--- Begin Given text ---

For what value(s) of m is the line y=mx+6 tangent to the circle x²+y²=9?

1 Answer
Oct 14, 2017

#sqrt(3)# and #-sqrt(3)#

Explanation:

Desmos

I highly recommend you visualize the equations on a graph - it is very helpful to do so. Imagine the function, #y=mx+6# and your circle equation, #x^2+y^2=9#, as a circle with diameter #3#. So, the two solutions for the line #y=mx+6# will look something like the orange lines shown in the picture above.

An interesting property of tangent lines is that a line drawn from the point of intersection to the circle's center is always perpendicular to the tangent line.

A way to approach this problem is to exploit this property of perpendicular tangency. Now, originally, I wanted to solve this problem using purely just the equations, however, it became really complex.

However, I realized that this can be done with a bit of simple geometry and a touch of trigonometry, here's how:

Made on Desmos

Refer to the above diagram. The line segments #AB# and #AC# are really the two solutions. Therefore, our main objective is to solve for the lengths of the segments #AO# and #BO#; the slopes would be #+-(AO)/(BO)#.

Here's what we know:

#AO=6#, #OP=3#, #AB_|_OP# and #AO_|_BO#

Let's start:

#:'cos(/_AOP)=(PO)/(AO)=1/2#

I use degrees instead of radians here.

#:./_AOP=60°# as #cos(60)=1/2#

Using:

#cos(/_POB)=(OP)/(OB)#

where #/_POB=90-/_AOP=30# and #OP=3#

#cos(30)=3/(OB)#

#OB=3/(cos(30))=2sqrt(3)#

Since slopes are #+-(AO)/(BO)# where #AO=6 and BO=2sqrt(3)#

#+-(AO)/(BO)=+-6/(2sqrt3)=+-sqrt(3)#

Therefore the values of #m# such that #y=mx+6# is tangent to #x^2+y^2=9# are #sqrt(3)# and #-sqrt(3)#.

But wait there's more

Remember how I said there was an algebraic way to do it? And that it's overly complicated? Here it is (no diagrams):

Any point on this circle can be expressed in polar coordinates:
#(r, theta)# where #r# is the radius and #theta# is the degrees offset from the #x# axis.
Therefore any point on the circle can be rewritten as: #(3, theta)#.

A tangent line on the circle is perpendicular to the radius drawn from the point of intersection. Let #theta# represent the degrees offset of the radius, therefore the radius can be written as this function:
#f(x)=tan(theta)x#

Then we need to write a function describing the tangent line:
#g(x)=-cot(theta)x+b#

where #b=y+cot(theta)x# for a given point #(x, y)#

We know that #f(x)# and #g(x)# must intersect the circle at #(3, theta)#, but these are polar coordinates. To get the cartesian coordinates, we use:
#y=rsintheta# and x=#rcostheta#

We plug it in to find #b#:

#b=rsintheta+rcostheta*cottheta#
#r=3#

Thus #g(x)=-cot(theta)x+3sintheta+3costheta*cottheta#

This will give us a tangent line to the circle. However, we have restraints, and that is #b=6# (recall the question #y=mx+b# rewritten as #g(x)=mx+b# ).

So solve for #theta# in #rsintheta+rcostheta*cottheta=6# and we get, in radians this time:
#pi/6# and #5/6pi# between #[0, 2pi)#

We plug it back into #-cot(theta)# to give us the slopes.

Told you it was overly complex.

--- End Given text ---

§ **Tasks to complete**
a) In the tangent-line solution, why is angle AOP taken to be 60°?
b) Please transcribe the tangent-line solution from "#b=rsintheta+rcostheta*cottheta#" to "was overly complex.".

--- Begin Raw records ---

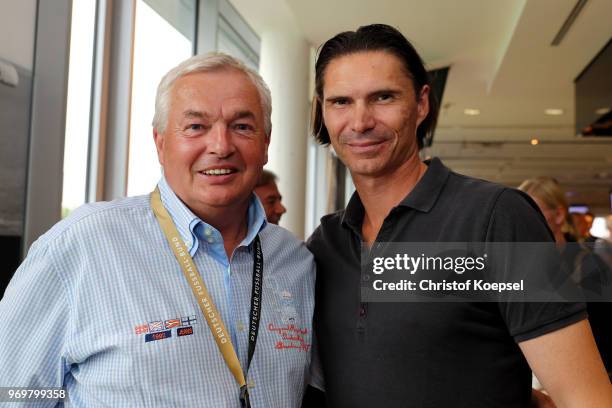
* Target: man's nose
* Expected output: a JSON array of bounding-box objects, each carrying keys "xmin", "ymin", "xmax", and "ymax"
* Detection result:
[
  {"xmin": 208, "ymin": 124, "xmax": 236, "ymax": 157},
  {"xmin": 351, "ymin": 101, "xmax": 376, "ymax": 133}
]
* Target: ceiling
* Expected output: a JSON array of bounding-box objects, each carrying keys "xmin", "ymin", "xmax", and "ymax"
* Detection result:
[{"xmin": 232, "ymin": 0, "xmax": 612, "ymax": 213}]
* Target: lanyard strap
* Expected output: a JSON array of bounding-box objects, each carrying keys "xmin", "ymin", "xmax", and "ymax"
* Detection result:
[{"xmin": 151, "ymin": 188, "xmax": 263, "ymax": 407}]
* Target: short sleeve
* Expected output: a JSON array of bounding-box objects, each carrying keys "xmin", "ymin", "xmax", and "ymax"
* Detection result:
[
  {"xmin": 0, "ymin": 243, "xmax": 69, "ymax": 394},
  {"xmin": 485, "ymin": 189, "xmax": 587, "ymax": 342}
]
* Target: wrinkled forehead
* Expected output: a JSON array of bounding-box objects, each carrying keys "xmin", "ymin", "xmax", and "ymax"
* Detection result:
[
  {"xmin": 170, "ymin": 68, "xmax": 263, "ymax": 113},
  {"xmin": 321, "ymin": 50, "xmax": 414, "ymax": 96}
]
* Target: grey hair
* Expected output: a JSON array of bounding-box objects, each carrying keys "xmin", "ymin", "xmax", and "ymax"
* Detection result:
[{"xmin": 153, "ymin": 52, "xmax": 272, "ymax": 136}]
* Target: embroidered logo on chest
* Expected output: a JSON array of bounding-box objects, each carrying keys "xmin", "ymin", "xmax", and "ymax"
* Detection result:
[{"xmin": 134, "ymin": 315, "xmax": 198, "ymax": 343}]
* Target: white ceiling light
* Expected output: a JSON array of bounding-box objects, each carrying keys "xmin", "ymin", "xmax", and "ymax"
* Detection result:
[{"xmin": 544, "ymin": 108, "xmax": 563, "ymax": 116}]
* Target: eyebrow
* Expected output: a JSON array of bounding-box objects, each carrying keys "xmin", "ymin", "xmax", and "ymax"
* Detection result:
[
  {"xmin": 230, "ymin": 110, "xmax": 255, "ymax": 122},
  {"xmin": 183, "ymin": 110, "xmax": 208, "ymax": 119},
  {"xmin": 325, "ymin": 88, "xmax": 402, "ymax": 102}
]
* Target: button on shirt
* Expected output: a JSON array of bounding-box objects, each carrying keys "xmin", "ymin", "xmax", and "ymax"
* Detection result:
[{"xmin": 0, "ymin": 179, "xmax": 314, "ymax": 407}]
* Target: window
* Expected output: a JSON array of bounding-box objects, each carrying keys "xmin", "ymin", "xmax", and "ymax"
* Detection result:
[
  {"xmin": 127, "ymin": 0, "xmax": 196, "ymax": 195},
  {"xmin": 62, "ymin": 0, "xmax": 96, "ymax": 218}
]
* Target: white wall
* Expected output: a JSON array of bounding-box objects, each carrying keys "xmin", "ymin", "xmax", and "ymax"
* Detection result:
[{"xmin": 0, "ymin": 0, "xmax": 37, "ymax": 71}]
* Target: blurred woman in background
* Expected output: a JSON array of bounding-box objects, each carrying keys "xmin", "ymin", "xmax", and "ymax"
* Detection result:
[{"xmin": 518, "ymin": 177, "xmax": 612, "ymax": 378}]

--- End Raw records ---

§ **Answers by task**
a) The cosine of angle AOP is PO/AO. With PO = 3 and AO = 6, that ratio is 1/2. Since cos 60° = 1/2, the angle is 60°.

b)
#b=rsintheta+rcostheta*cottheta#
#r=3#

Thus #g(x)=-cot(theta)x+3sintheta+3costheta*cottheta#

This will give us a tangent line to the circle. However, we have restraints, and that is #b=6# (recall the question #y=mx+b# rewritten as #g(x)=mx+b# ).

So solve for #theta# in #rsintheta+rcostheta*cottheta=6# and we get, in radians this time:
#pi/6# and #5/6pi# between #[0, 2pi)#

We plug it back into #-cot(theta)# to give us the slopes.

Told you it was overly complex.